### To do:
Copy exactly the lines from the start of the data below through the one that carries "TARGET = plum blossom", and only those.

### The records:
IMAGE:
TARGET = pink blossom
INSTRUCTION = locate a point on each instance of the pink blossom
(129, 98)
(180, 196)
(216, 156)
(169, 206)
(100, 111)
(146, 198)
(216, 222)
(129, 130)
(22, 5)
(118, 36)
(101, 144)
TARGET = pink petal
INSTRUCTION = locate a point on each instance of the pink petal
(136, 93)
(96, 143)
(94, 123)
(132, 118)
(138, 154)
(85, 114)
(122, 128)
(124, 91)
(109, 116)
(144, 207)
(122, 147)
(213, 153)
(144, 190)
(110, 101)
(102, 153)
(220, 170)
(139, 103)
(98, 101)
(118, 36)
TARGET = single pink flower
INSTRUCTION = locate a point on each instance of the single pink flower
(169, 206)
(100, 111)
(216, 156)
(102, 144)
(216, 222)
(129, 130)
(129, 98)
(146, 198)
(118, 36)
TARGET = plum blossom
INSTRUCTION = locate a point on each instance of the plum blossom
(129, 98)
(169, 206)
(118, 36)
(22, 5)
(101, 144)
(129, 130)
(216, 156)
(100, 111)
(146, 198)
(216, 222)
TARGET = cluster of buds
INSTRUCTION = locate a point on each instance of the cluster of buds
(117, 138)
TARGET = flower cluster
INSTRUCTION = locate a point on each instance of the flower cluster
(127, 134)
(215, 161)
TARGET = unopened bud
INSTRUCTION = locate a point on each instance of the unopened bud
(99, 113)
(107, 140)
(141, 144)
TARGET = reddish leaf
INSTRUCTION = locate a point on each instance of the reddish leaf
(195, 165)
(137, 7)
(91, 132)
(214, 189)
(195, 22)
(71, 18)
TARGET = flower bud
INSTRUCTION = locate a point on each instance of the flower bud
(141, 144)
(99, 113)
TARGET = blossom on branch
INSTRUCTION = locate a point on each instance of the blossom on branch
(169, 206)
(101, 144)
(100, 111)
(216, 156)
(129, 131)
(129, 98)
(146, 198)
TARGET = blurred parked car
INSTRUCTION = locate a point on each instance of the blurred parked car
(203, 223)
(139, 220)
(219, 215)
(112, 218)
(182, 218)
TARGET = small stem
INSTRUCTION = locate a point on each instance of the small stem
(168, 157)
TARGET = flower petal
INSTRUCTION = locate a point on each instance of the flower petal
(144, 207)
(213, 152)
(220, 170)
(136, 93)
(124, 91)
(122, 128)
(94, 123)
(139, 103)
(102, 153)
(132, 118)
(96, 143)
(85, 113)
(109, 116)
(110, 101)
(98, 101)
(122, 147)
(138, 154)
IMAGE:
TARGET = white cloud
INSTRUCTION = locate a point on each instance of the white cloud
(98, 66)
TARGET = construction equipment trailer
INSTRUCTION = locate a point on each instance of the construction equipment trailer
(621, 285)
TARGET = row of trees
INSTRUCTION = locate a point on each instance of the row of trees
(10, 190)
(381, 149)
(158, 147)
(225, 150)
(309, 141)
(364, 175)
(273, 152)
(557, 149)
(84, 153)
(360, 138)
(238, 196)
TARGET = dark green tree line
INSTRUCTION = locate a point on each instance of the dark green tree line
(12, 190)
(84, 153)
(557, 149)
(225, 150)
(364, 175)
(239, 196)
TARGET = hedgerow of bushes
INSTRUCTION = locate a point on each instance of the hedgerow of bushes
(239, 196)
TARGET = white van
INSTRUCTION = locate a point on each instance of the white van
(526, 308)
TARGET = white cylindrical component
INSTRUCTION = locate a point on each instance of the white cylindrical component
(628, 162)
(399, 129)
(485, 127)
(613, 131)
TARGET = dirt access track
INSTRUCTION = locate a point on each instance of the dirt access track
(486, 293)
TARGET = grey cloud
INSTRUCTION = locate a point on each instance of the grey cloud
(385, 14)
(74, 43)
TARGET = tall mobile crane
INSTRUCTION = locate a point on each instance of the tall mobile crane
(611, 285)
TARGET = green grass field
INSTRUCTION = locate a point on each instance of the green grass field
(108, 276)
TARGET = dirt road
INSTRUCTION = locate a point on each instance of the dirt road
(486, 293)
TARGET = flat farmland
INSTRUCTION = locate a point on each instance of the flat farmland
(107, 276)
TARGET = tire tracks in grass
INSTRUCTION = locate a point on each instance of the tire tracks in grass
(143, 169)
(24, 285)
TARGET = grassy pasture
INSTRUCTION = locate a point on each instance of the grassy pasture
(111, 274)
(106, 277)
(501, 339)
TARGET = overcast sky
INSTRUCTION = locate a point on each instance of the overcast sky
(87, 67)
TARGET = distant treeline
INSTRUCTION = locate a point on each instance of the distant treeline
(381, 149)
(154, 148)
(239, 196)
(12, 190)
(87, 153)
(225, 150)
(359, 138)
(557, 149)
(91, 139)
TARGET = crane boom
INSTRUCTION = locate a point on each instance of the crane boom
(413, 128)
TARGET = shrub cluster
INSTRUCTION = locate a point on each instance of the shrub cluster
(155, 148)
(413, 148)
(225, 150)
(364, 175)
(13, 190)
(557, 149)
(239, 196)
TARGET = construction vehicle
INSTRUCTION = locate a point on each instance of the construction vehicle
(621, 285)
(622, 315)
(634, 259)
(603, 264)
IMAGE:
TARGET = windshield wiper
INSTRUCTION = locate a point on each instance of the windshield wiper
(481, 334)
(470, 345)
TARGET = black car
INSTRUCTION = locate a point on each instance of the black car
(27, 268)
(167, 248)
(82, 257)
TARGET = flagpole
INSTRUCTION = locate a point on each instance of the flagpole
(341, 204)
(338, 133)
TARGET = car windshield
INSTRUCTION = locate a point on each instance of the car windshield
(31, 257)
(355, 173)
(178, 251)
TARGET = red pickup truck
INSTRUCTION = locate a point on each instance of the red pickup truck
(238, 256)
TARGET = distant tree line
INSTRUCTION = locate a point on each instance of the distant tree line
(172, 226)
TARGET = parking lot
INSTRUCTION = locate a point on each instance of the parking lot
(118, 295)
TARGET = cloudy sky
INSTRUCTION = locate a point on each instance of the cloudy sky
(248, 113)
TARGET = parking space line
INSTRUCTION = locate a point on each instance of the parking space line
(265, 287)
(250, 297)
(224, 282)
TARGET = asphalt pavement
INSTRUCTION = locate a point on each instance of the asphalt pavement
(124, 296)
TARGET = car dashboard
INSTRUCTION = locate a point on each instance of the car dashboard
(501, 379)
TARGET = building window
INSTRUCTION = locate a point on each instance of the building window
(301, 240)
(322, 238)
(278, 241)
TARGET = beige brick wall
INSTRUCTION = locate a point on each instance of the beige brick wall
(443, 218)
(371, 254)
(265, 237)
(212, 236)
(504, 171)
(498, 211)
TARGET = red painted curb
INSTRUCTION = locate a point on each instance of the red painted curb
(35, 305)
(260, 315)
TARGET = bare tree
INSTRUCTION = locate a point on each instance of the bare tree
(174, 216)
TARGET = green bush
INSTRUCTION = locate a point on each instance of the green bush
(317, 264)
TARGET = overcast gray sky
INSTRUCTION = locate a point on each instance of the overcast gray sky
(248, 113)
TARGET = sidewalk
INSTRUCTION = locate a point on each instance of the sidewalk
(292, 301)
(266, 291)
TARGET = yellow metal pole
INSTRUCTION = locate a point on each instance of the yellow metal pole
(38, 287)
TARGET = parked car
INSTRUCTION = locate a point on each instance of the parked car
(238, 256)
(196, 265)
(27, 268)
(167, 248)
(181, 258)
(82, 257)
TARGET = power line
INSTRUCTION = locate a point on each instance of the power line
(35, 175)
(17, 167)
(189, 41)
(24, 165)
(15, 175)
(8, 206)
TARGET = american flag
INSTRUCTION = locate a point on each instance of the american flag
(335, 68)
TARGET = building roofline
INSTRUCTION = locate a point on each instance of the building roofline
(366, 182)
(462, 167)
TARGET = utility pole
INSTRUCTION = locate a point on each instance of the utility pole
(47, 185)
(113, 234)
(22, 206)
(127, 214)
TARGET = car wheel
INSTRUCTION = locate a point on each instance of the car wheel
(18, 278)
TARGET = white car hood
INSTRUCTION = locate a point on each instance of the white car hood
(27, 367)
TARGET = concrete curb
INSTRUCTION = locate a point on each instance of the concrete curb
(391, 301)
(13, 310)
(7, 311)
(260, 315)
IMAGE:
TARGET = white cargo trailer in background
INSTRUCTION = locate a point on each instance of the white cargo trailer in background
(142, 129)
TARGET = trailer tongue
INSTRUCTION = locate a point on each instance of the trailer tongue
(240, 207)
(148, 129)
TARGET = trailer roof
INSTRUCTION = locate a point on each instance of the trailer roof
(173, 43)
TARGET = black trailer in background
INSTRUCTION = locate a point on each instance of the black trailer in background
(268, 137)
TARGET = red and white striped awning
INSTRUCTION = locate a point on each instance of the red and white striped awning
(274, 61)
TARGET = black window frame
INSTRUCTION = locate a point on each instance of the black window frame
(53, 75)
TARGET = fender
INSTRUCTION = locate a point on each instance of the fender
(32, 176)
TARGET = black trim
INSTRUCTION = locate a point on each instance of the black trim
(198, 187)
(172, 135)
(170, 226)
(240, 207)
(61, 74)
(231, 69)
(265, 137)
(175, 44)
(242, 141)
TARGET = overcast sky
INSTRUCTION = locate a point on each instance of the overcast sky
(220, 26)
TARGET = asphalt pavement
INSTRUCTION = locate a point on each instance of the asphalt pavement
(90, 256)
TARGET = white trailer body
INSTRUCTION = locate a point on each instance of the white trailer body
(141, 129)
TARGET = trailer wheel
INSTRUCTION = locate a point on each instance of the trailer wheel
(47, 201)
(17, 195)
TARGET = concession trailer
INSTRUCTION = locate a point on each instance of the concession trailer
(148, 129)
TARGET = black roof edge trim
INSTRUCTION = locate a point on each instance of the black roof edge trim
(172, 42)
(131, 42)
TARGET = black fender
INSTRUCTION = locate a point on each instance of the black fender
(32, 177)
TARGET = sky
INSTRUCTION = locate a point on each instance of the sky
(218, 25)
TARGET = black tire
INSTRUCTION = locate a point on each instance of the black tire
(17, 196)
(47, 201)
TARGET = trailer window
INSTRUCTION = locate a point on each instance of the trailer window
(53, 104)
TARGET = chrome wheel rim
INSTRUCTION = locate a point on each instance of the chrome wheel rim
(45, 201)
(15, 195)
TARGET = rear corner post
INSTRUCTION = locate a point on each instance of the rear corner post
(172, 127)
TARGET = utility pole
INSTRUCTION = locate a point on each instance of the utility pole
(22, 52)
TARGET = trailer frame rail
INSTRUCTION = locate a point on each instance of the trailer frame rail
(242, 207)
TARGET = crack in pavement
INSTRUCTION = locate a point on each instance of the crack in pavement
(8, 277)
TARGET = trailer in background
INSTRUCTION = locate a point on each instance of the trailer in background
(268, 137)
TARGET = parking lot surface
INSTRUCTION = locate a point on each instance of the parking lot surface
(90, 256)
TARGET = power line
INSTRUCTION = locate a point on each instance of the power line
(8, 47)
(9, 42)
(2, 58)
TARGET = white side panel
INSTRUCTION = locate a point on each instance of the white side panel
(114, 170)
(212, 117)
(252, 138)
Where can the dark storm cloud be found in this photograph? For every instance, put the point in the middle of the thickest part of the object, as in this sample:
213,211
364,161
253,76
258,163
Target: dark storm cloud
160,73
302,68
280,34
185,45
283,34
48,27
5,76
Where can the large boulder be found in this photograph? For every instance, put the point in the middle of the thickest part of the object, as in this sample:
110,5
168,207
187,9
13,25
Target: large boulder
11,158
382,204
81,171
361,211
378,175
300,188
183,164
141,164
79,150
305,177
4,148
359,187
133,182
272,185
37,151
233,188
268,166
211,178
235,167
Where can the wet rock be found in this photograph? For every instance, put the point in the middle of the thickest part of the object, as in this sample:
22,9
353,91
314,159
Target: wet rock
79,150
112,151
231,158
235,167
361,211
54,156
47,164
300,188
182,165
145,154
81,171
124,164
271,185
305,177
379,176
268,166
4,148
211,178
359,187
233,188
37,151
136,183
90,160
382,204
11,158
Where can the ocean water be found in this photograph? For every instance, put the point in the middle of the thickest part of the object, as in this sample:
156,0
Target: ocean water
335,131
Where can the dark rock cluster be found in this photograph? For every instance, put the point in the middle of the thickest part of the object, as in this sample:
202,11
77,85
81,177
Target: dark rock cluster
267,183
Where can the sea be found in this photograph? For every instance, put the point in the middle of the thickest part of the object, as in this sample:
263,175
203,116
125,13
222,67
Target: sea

### Completed exercise:
IMAGE:
TARGET = pink blossom
INSTRUCTION = locate a point on each instance of the pink blossom
(129, 98)
(180, 196)
(216, 156)
(169, 206)
(100, 111)
(146, 198)
(216, 222)
(129, 130)
(22, 5)
(118, 36)
(101, 144)
TARGET = pink petal
INSTRUCTION = locate a point on each instance of the pink petal
(136, 93)
(96, 143)
(94, 123)
(132, 118)
(138, 154)
(85, 114)
(122, 128)
(124, 91)
(109, 116)
(144, 207)
(122, 147)
(213, 153)
(144, 190)
(110, 101)
(102, 153)
(220, 170)
(139, 103)
(98, 101)
(118, 36)
TARGET = single pink flower
INSTRUCTION = locate a point on each instance of the single pink flower
(169, 206)
(100, 111)
(216, 156)
(102, 144)
(216, 222)
(129, 130)
(129, 98)
(146, 198)
(118, 36)
TARGET = plum blossom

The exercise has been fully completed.